PROBLEMI
1/ Secondo il brano sugli occhiali Halo, in quale parte del campo visivo vengono proiettati testo, indicazioni e immagini?
2/ Prosegui il brano sugli occhiali Halo dal punto in cui si interrompe.

BRANO DI RIFERIMENTO
· · · ·

Tuttavia qui Noa promette anche di conversare in modo “naturale e intuitivo, come una persona reale”, grazie alla capacità di comprendere suoni, immagini e contesto in tempo reale.
Il vero salto, però, sta in una nuova funzionalità chiamata Narrative, un sistema di “memoria agentica” che promette di ricordare tutto: nomi, luoghi, conversazioni, anche a distanza di anni. Una specie di diario automatico, costruito registrando costantemente audio e video da ciò che vedono e sentono gli occhiali.
Un display nella visione periferica
A differenza di altri occhiali smart con lenti a realtà aumentata, Halo non sovrappone le informazioni al campo visivo centrale.
Invece, utilizza un sistema che proietta i dati nella visione periferica dell’utente che li indossa. Quindi testo, indicazioni o immagini non compaiono davanti agli occhi bensì ai lati del campo visivo, dove l’occhio ha meno precisione e attenzione ai dettagli.
Probabilmente si tratta di un compromesso per contenere peso e costi, ma a discapito della qualità dell’esperienza visiva. Questo perché usare “la coda dell’occhio” alla lunga è affaticante e tutta l’esperienza risulta meno immersiva. Ma se è vero che da un lato i contenuti rischiano di passare inosservati, dall’altro il mondo reale rimane il soggetto principale della propria vita.

· · · ·

DATI FORNITI
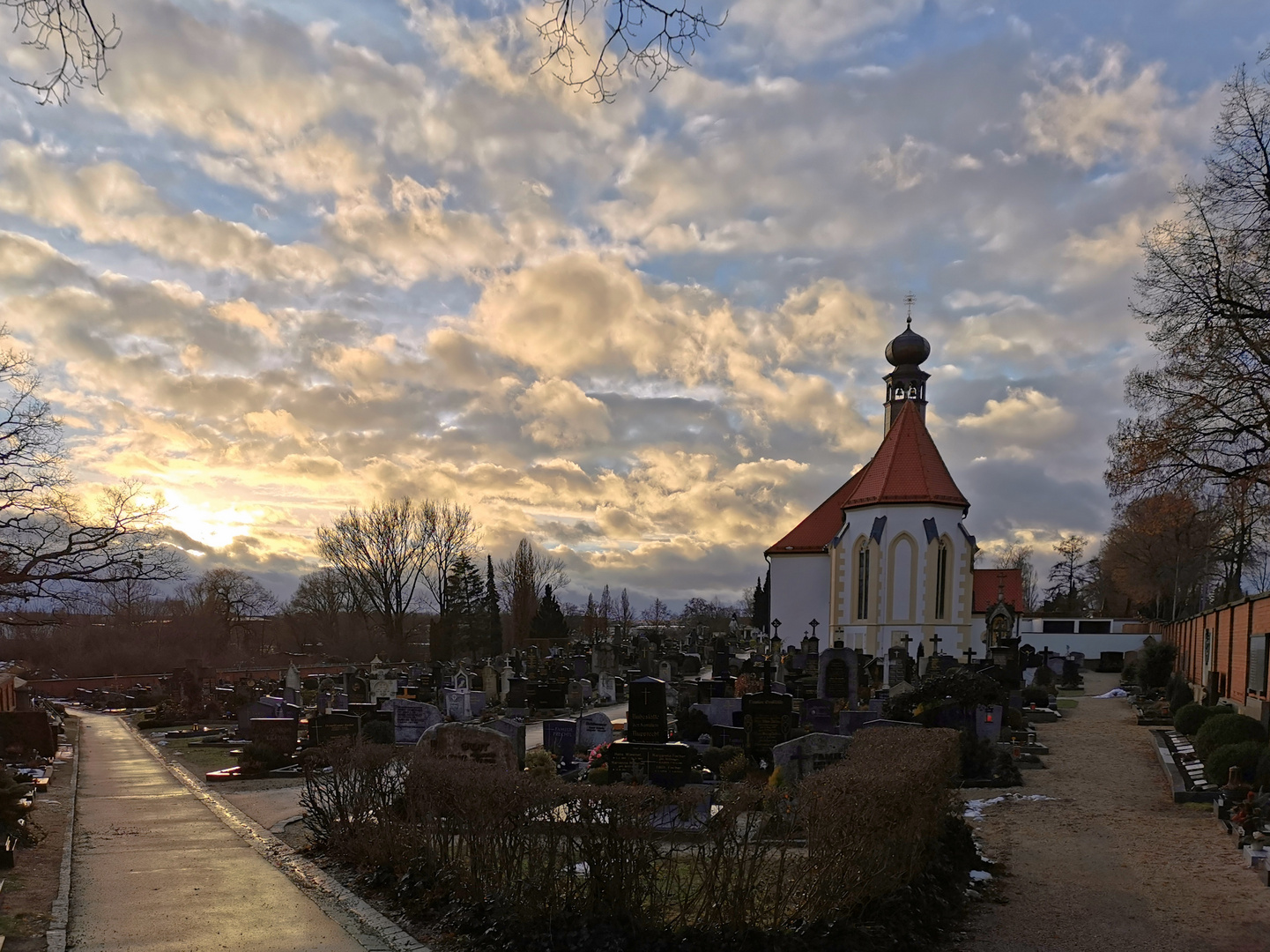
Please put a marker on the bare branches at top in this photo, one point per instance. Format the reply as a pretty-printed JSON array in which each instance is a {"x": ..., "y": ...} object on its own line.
[
  {"x": 70, "y": 29},
  {"x": 650, "y": 40}
]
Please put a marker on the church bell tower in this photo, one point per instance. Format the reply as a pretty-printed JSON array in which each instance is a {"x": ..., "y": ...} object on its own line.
[{"x": 907, "y": 382}]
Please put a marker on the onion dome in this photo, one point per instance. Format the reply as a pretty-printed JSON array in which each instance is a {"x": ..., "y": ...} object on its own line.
[{"x": 909, "y": 350}]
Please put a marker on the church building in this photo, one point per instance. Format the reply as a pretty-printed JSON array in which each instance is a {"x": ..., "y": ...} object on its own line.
[{"x": 886, "y": 562}]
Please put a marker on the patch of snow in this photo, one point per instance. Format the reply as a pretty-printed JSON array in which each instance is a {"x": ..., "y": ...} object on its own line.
[{"x": 974, "y": 807}]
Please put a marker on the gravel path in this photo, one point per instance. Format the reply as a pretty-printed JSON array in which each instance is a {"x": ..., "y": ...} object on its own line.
[{"x": 1111, "y": 862}]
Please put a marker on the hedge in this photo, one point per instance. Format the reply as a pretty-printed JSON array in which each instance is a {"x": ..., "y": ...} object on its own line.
[
  {"x": 1244, "y": 755},
  {"x": 1222, "y": 730}
]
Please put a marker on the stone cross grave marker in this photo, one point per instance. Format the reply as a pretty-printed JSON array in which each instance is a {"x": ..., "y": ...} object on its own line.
[
  {"x": 607, "y": 688},
  {"x": 808, "y": 754},
  {"x": 561, "y": 738},
  {"x": 768, "y": 719}
]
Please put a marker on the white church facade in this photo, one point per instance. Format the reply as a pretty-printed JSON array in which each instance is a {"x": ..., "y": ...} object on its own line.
[{"x": 886, "y": 561}]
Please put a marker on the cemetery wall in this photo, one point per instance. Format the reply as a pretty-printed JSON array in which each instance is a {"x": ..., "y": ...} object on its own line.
[
  {"x": 1217, "y": 651},
  {"x": 651, "y": 860}
]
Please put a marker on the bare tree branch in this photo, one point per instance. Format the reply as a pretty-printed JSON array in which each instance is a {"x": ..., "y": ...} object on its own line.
[
  {"x": 648, "y": 38},
  {"x": 72, "y": 32}
]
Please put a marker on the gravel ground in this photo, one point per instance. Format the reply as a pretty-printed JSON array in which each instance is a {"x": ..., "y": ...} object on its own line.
[{"x": 1110, "y": 862}]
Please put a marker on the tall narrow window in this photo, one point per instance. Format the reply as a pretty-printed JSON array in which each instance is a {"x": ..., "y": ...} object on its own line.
[
  {"x": 863, "y": 584},
  {"x": 941, "y": 580}
]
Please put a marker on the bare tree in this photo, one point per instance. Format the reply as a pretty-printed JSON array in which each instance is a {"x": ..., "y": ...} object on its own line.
[
  {"x": 78, "y": 38},
  {"x": 323, "y": 596},
  {"x": 54, "y": 544},
  {"x": 1016, "y": 555},
  {"x": 522, "y": 580},
  {"x": 1203, "y": 413},
  {"x": 231, "y": 598},
  {"x": 449, "y": 534},
  {"x": 651, "y": 40},
  {"x": 382, "y": 555}
]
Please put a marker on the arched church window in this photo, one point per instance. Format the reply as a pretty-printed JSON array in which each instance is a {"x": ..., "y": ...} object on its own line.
[
  {"x": 863, "y": 583},
  {"x": 941, "y": 578}
]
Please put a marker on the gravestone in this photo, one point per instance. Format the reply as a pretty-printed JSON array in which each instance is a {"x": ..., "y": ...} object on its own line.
[
  {"x": 838, "y": 676},
  {"x": 513, "y": 728},
  {"x": 382, "y": 688},
  {"x": 411, "y": 718},
  {"x": 663, "y": 764},
  {"x": 607, "y": 688},
  {"x": 593, "y": 730},
  {"x": 561, "y": 738},
  {"x": 249, "y": 712},
  {"x": 768, "y": 718},
  {"x": 457, "y": 703},
  {"x": 331, "y": 727},
  {"x": 645, "y": 715},
  {"x": 479, "y": 745},
  {"x": 806, "y": 755},
  {"x": 517, "y": 695},
  {"x": 273, "y": 739},
  {"x": 723, "y": 710},
  {"x": 818, "y": 716}
]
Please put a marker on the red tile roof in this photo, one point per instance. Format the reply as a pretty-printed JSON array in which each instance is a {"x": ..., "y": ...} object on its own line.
[
  {"x": 907, "y": 468},
  {"x": 988, "y": 584}
]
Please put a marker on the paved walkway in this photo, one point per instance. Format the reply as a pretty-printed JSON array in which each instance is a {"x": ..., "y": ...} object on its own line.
[
  {"x": 1111, "y": 862},
  {"x": 155, "y": 871}
]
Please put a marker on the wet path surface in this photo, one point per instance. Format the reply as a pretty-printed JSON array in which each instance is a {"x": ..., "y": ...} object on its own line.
[
  {"x": 1111, "y": 862},
  {"x": 154, "y": 869}
]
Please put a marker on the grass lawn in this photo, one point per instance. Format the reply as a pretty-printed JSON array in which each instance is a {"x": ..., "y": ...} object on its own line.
[{"x": 196, "y": 756}]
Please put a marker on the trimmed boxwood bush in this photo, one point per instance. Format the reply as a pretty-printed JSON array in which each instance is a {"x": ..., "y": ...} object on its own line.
[
  {"x": 1244, "y": 755},
  {"x": 1222, "y": 730},
  {"x": 1190, "y": 717}
]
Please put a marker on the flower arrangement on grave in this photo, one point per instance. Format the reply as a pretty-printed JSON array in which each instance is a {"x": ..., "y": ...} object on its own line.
[{"x": 598, "y": 756}]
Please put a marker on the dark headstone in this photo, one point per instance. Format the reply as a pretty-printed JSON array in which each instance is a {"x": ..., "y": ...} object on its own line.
[
  {"x": 325, "y": 728},
  {"x": 663, "y": 764},
  {"x": 561, "y": 738},
  {"x": 768, "y": 719},
  {"x": 645, "y": 712},
  {"x": 806, "y": 755},
  {"x": 480, "y": 745}
]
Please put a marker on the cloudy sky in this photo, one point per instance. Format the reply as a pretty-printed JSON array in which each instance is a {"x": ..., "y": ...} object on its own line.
[{"x": 305, "y": 255}]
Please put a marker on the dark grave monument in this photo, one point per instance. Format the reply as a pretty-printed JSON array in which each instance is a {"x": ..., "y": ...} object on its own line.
[
  {"x": 662, "y": 764},
  {"x": 480, "y": 745},
  {"x": 768, "y": 719},
  {"x": 645, "y": 712}
]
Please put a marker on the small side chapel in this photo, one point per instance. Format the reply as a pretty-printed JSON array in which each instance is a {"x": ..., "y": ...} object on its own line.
[{"x": 886, "y": 562}]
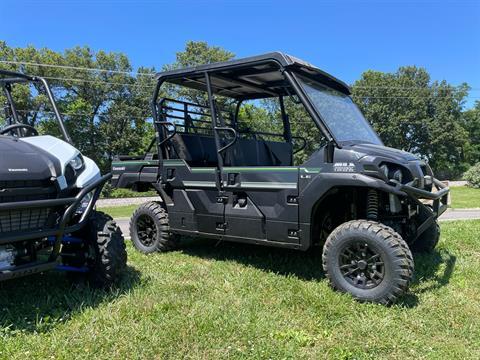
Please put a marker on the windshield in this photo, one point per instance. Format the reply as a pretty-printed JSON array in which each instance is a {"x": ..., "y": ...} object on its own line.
[{"x": 340, "y": 114}]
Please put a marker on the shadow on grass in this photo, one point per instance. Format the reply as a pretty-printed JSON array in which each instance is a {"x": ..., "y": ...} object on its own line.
[
  {"x": 308, "y": 265},
  {"x": 286, "y": 262},
  {"x": 40, "y": 302}
]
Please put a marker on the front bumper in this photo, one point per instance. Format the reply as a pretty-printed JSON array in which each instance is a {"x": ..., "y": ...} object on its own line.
[
  {"x": 439, "y": 198},
  {"x": 63, "y": 226}
]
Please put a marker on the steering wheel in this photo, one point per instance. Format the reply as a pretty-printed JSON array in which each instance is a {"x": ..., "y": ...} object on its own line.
[{"x": 30, "y": 129}]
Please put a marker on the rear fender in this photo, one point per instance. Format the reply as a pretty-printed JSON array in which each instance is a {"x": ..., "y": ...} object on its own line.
[{"x": 314, "y": 192}]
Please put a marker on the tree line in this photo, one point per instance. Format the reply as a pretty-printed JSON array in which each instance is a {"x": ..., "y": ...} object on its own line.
[{"x": 106, "y": 105}]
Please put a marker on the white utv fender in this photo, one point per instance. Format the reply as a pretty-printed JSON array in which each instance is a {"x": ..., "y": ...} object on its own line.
[{"x": 65, "y": 153}]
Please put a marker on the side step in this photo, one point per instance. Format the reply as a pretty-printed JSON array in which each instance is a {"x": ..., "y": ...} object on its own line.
[{"x": 27, "y": 269}]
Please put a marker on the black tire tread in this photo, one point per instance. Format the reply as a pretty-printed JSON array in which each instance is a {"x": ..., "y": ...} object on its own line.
[
  {"x": 112, "y": 253},
  {"x": 399, "y": 247},
  {"x": 166, "y": 240}
]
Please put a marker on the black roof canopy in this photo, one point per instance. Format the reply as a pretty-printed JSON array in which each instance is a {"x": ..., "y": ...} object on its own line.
[{"x": 250, "y": 78}]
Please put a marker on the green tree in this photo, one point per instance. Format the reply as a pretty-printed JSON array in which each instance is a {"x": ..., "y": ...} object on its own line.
[
  {"x": 413, "y": 113},
  {"x": 471, "y": 123},
  {"x": 104, "y": 106}
]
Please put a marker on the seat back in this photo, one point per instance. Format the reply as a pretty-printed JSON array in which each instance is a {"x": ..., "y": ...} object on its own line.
[{"x": 200, "y": 150}]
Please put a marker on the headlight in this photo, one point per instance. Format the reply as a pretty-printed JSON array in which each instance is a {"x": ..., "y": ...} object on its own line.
[
  {"x": 384, "y": 169},
  {"x": 77, "y": 162},
  {"x": 397, "y": 175},
  {"x": 84, "y": 203}
]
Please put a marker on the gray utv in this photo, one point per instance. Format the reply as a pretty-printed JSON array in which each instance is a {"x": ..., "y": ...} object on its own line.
[
  {"x": 48, "y": 191},
  {"x": 365, "y": 204}
]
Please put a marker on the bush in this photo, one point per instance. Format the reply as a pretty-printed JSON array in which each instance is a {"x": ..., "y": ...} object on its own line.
[
  {"x": 109, "y": 192},
  {"x": 472, "y": 176}
]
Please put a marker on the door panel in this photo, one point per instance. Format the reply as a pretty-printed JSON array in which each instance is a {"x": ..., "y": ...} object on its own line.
[
  {"x": 195, "y": 205},
  {"x": 262, "y": 203}
]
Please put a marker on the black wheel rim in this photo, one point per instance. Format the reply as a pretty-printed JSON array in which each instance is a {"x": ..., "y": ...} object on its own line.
[
  {"x": 146, "y": 230},
  {"x": 361, "y": 265}
]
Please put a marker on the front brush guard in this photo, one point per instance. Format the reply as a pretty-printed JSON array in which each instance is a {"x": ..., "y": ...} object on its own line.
[
  {"x": 55, "y": 235},
  {"x": 439, "y": 199}
]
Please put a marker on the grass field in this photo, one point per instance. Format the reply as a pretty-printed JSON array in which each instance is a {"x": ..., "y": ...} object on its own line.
[
  {"x": 464, "y": 197},
  {"x": 211, "y": 300},
  {"x": 119, "y": 211}
]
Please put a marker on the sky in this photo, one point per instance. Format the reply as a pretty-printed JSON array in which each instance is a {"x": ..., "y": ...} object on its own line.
[{"x": 344, "y": 38}]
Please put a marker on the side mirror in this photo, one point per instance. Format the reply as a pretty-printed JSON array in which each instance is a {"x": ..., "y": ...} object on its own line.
[{"x": 329, "y": 152}]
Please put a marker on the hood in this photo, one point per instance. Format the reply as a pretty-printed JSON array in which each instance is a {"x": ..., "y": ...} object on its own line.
[
  {"x": 63, "y": 151},
  {"x": 382, "y": 151},
  {"x": 20, "y": 160}
]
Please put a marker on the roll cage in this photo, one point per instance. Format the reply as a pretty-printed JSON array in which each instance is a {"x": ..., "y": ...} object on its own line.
[
  {"x": 272, "y": 75},
  {"x": 9, "y": 78}
]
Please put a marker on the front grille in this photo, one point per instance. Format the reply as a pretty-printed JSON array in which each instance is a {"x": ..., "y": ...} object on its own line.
[
  {"x": 25, "y": 220},
  {"x": 22, "y": 220},
  {"x": 27, "y": 190}
]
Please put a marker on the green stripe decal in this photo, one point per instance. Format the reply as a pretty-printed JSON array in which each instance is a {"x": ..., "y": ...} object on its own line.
[
  {"x": 203, "y": 170},
  {"x": 208, "y": 184},
  {"x": 267, "y": 185},
  {"x": 254, "y": 169},
  {"x": 135, "y": 162}
]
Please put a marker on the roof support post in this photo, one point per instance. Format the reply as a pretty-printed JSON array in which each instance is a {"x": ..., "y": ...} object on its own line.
[{"x": 218, "y": 146}]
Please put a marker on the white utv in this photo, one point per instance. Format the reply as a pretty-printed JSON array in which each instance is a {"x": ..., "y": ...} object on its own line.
[{"x": 48, "y": 191}]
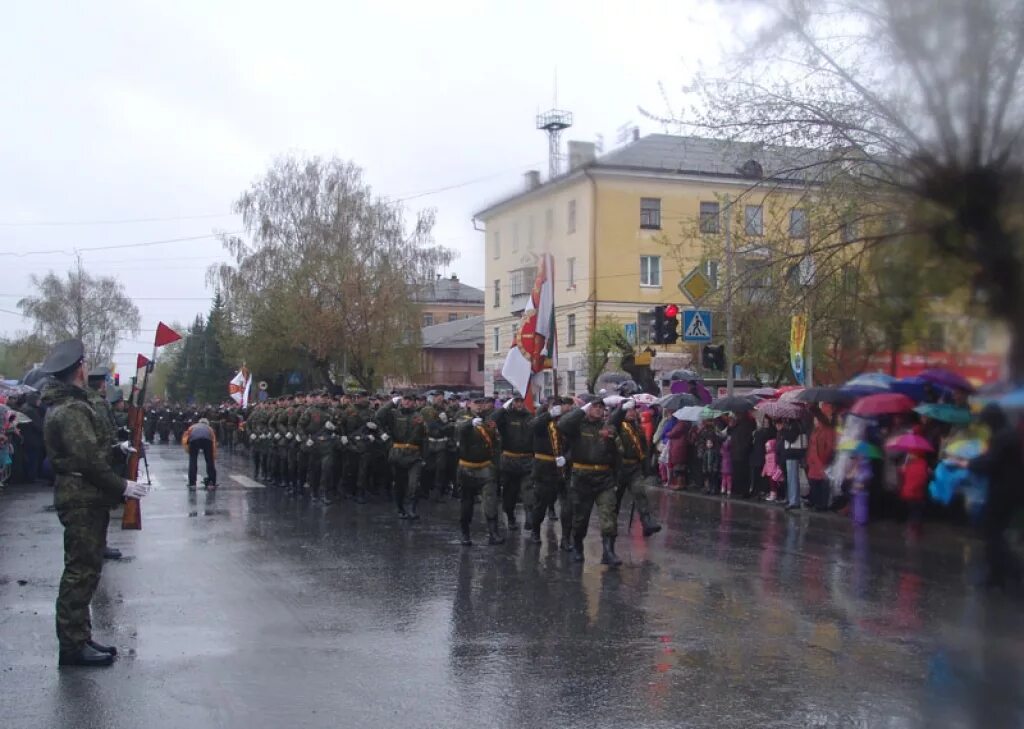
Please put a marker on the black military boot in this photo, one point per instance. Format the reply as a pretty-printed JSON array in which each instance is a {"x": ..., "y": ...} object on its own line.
[
  {"x": 608, "y": 555},
  {"x": 494, "y": 538},
  {"x": 649, "y": 525},
  {"x": 577, "y": 549}
]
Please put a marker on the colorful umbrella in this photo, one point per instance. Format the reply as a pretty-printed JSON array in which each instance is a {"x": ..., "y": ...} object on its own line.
[
  {"x": 945, "y": 378},
  {"x": 944, "y": 413},
  {"x": 878, "y": 380},
  {"x": 776, "y": 410},
  {"x": 909, "y": 442},
  {"x": 883, "y": 403}
]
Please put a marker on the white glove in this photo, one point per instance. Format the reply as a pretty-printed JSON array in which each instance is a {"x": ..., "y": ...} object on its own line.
[{"x": 134, "y": 489}]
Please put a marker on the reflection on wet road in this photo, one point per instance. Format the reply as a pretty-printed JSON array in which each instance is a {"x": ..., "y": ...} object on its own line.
[{"x": 245, "y": 608}]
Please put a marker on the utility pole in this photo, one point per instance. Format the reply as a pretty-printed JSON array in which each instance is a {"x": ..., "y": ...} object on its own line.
[{"x": 729, "y": 372}]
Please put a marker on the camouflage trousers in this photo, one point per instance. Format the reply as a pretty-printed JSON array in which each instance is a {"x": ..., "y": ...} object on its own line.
[
  {"x": 85, "y": 540},
  {"x": 471, "y": 482},
  {"x": 590, "y": 488}
]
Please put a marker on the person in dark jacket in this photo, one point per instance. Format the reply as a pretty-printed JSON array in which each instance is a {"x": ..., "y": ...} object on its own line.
[{"x": 1003, "y": 465}]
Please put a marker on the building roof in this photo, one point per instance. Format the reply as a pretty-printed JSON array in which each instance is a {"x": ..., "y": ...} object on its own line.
[
  {"x": 449, "y": 291},
  {"x": 461, "y": 334},
  {"x": 670, "y": 154}
]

· · · ·

RISULTATI IN ORDINE
1/ Nella visione periferica dell'utente, cioè ai lati del campo visivo e non davanti agli occhi.

2/
Cosa cambia rispetto ai Frame
Mentre il peso resta pressoché identico, tra i Frame e i nuovi Halo non cambia soltanto lo stile, datosi che si passa da un modello panto ispirato a Jobs e Lennon a un più classico wayfarer.
Se infatti i Frame sono pensati per esplorare il potenziale dell’AI indossabile in modo discreto, Halo punta a rendere l’assistente personale ancora più potente e autonomo, grazie a una vera e propria “memoria personale digitale” (Narrative) e a fotocamera e microfono per registrare costantemente tutto ciò che accade nella vita di chi li indossa.
Dove finiscono i dati raccolti?
Brilliant Labs afferma che Noa agisce come una VPN cognitiva, garantendo privacy e controllo totale da parte dell’utente. Ma la storia delle tecnologie connesse insegna che nessuna promessa è eterna e i dati personali, una volta raccolti, tendono a diventare asset economici.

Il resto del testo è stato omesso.